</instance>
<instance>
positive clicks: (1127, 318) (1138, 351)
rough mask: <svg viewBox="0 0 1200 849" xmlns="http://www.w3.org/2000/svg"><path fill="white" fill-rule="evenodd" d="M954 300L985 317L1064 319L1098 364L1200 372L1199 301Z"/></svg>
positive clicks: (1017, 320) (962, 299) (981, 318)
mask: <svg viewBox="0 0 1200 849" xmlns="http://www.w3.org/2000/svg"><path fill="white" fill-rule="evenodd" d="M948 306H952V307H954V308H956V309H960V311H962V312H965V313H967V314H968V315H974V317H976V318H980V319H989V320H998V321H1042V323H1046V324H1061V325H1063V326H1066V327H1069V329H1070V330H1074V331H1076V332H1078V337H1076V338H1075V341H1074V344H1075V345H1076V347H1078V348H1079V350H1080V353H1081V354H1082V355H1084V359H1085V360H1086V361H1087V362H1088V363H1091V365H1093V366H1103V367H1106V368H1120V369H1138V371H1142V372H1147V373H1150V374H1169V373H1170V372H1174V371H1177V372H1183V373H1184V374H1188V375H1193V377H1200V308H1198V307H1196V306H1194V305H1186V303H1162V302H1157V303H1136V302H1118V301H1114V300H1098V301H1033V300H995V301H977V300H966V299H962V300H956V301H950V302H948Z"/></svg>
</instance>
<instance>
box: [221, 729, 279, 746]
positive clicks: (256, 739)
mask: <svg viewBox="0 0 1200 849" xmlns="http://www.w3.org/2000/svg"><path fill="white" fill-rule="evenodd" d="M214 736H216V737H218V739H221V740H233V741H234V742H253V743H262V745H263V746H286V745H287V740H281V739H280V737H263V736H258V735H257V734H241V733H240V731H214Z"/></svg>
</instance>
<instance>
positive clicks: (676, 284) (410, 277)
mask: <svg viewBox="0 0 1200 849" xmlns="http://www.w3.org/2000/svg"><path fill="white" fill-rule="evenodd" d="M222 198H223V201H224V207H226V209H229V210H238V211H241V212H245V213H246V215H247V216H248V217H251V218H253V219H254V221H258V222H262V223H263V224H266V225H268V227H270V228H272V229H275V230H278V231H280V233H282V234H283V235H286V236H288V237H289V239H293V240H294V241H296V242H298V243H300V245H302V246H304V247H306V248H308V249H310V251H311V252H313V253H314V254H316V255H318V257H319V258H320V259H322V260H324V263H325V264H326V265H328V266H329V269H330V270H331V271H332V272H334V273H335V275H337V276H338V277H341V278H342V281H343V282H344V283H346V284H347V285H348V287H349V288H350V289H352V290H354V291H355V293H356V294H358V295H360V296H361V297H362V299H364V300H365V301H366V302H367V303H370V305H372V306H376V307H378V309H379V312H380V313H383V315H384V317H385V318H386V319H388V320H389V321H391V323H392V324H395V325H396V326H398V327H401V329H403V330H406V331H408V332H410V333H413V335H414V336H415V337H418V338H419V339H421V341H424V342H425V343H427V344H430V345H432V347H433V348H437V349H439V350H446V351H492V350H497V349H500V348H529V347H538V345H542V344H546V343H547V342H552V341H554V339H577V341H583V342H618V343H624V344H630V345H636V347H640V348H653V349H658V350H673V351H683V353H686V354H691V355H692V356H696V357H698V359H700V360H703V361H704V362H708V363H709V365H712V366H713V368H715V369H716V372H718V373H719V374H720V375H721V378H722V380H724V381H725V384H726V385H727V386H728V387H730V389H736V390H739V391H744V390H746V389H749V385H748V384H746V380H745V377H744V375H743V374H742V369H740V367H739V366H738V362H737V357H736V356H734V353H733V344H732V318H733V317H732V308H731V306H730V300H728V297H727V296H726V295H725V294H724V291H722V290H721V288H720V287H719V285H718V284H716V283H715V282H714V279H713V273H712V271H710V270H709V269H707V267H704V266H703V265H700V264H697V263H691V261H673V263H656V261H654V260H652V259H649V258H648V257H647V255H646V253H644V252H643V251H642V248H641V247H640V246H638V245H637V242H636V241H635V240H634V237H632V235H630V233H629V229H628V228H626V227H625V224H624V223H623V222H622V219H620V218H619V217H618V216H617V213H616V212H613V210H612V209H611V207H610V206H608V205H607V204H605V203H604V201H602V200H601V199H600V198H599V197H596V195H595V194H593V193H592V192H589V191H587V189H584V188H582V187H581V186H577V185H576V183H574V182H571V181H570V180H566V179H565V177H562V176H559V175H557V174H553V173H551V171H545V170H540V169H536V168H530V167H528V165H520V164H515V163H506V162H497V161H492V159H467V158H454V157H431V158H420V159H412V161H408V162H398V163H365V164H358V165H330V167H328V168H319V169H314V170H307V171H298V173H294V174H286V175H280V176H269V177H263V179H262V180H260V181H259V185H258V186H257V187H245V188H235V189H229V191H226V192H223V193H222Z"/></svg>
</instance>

──────

## ASSIGNMENT:
Check all the records above and select each line where the string "clicks" is found.

## SOLUTION FOR THIS PROBLEM:
positive clicks: (1127, 318) (1138, 351)
positive clicks: (1017, 320) (962, 299) (981, 318)
positive clicks: (256, 739)
positive clicks: (676, 284) (410, 277)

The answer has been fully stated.